= Task =
Continue the write-up on the Walkway cookie problem, picking up right after its final sentence.

= Provided text =
CF 1858B - The Walkway
Petya walks past benches numbered from 1 to n. Some benches contain cookie sellers. Whenever Petya reaches a bench, he eats a cookie if one of three things is true: 1. The bench contains a seller, in which case he immediately buys and eats a cookie. 2. He has never eaten before.
Rating: 1500
Tags: brute force, dp, greedy, math, number theory
Solve time: 6m 1s
Verified: no
Solution
Problem Understanding
Petya walks past benches numbered from 1 to n. Some benches contain cookie sellers. Whenever Petya reaches a bench, he eats a cookie if one of three things is true:
- The bench contains a seller, in which case he immediately buys and eats a cookie.
- He has never eaten before.
- At least
dminutes have passed since his previous cookie.
The third rule means that between two consecutive cookies there can be at most d - 1 benches without eating.
Before the walk starts, exactly one seller must be removed. We need to determine two values:
First, the minimum possible number of cookies Petya will eat after removing one seller.
Second, how many different sellers achieve that minimum when removed.
The critical observation is that n can be as large as 10^9, so simulating every bench is impossible. Fortunately, the number of sellers is much smaller. Across all test cases, the total number of sellers is at most 10^5, which strongly suggests that the solution should be roughly linear in m.

Named object pointing lines
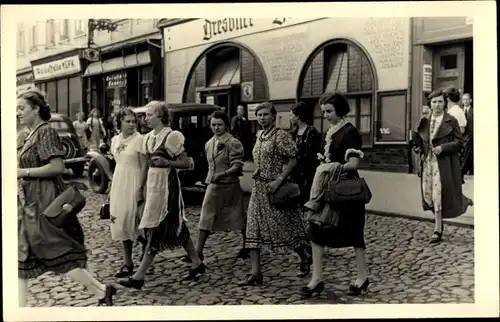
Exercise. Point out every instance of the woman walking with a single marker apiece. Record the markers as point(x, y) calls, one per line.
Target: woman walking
point(96, 128)
point(127, 187)
point(308, 141)
point(163, 216)
point(81, 129)
point(441, 181)
point(342, 146)
point(270, 226)
point(222, 208)
point(42, 246)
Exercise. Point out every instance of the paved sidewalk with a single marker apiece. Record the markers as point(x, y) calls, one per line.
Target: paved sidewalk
point(394, 194)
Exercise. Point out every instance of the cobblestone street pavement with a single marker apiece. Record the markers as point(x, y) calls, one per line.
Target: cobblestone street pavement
point(403, 268)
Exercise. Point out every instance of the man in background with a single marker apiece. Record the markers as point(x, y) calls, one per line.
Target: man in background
point(240, 129)
point(468, 136)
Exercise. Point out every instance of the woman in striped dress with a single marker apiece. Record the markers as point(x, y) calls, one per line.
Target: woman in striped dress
point(163, 216)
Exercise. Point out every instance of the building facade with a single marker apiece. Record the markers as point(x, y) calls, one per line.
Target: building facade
point(50, 54)
point(246, 61)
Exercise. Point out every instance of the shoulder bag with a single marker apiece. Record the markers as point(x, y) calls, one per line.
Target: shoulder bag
point(347, 190)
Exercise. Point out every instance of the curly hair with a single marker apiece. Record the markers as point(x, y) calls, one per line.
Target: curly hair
point(338, 101)
point(120, 116)
point(36, 99)
point(161, 110)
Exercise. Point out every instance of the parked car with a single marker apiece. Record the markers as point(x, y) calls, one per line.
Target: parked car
point(74, 153)
point(189, 118)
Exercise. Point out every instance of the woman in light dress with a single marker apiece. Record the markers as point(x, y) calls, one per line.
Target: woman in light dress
point(127, 187)
point(222, 208)
point(163, 216)
point(97, 130)
point(81, 129)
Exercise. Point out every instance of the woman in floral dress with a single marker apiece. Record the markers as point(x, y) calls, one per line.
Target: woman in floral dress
point(267, 225)
point(163, 215)
point(127, 187)
point(43, 246)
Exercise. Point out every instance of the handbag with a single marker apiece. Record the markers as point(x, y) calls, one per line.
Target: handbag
point(347, 190)
point(285, 195)
point(56, 211)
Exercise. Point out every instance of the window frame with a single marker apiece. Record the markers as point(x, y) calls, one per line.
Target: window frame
point(377, 121)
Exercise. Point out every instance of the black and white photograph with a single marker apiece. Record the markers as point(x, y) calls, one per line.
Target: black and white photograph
point(296, 162)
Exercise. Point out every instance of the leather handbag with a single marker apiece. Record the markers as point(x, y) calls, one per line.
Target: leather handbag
point(285, 195)
point(67, 205)
point(347, 190)
point(104, 213)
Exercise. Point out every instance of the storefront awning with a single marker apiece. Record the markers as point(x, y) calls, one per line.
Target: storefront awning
point(110, 65)
point(226, 73)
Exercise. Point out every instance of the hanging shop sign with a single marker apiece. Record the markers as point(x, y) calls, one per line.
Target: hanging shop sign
point(116, 80)
point(58, 68)
point(247, 91)
point(427, 78)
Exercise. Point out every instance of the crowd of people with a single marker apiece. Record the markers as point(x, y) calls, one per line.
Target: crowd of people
point(290, 208)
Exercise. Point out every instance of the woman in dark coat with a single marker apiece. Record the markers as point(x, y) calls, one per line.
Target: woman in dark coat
point(439, 146)
point(342, 146)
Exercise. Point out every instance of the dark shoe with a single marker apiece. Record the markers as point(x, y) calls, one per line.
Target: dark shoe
point(305, 268)
point(355, 290)
point(193, 273)
point(132, 283)
point(108, 297)
point(308, 292)
point(252, 280)
point(125, 270)
point(244, 253)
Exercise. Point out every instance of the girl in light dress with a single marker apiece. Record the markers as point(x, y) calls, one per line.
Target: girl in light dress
point(127, 186)
point(80, 128)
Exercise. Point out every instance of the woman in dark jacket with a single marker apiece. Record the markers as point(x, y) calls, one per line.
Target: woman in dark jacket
point(439, 145)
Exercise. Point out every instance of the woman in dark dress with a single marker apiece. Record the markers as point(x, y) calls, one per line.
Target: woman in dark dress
point(42, 246)
point(342, 145)
point(309, 142)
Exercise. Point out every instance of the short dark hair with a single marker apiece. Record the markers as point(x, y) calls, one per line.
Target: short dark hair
point(120, 116)
point(221, 116)
point(435, 93)
point(453, 94)
point(338, 101)
point(36, 99)
point(299, 109)
point(268, 105)
point(161, 110)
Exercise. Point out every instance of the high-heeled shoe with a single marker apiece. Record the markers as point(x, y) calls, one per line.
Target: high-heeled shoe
point(252, 279)
point(437, 236)
point(357, 290)
point(125, 270)
point(305, 267)
point(308, 292)
point(193, 273)
point(132, 283)
point(107, 300)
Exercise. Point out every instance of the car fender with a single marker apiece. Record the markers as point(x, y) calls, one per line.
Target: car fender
point(102, 162)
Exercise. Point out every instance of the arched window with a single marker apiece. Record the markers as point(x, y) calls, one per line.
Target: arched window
point(342, 67)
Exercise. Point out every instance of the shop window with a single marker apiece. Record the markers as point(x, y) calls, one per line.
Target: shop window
point(21, 39)
point(449, 62)
point(80, 27)
point(52, 96)
point(50, 33)
point(75, 96)
point(391, 118)
point(62, 96)
point(33, 38)
point(63, 29)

= Answer to the exercise =
A common mistake is to think that removing a seller only removes one cookie. Sometimes removing a seller creates a larger uninterrupted interval, reducing several automatic cookies.
For example:
n = 6
d = 2
s = [2, 5]
Without removal, Petya eats at benches:
1, 2, 4, 5
for a total of 4 cookies.
Removing seller 2 gives:
1, 3, 5
which is only 3 cookies.
Another subtle case occurs when the removed seller is at bench 1.
n = 10
d = 3
s = [1, 8]
Bench 1 already causes the first cookie. Removing this seller does not necessarily decrease the count by one. The "first cookie" rule still triggers at bench 1, so the effect must be computed carefully.
A third source of bugs is the tail segment after the last seller.
n = 20
d = 5
s = [6, 12]
The interval from the last eaten cookie position to bench 20 contributes cookies as well. Ignoring this final segment produces incorrect answers.
Approaches
The brute-force idea is straightforward. For every seller, remove it, simulate Petya's entire walk, count cookies, and keep the best answer.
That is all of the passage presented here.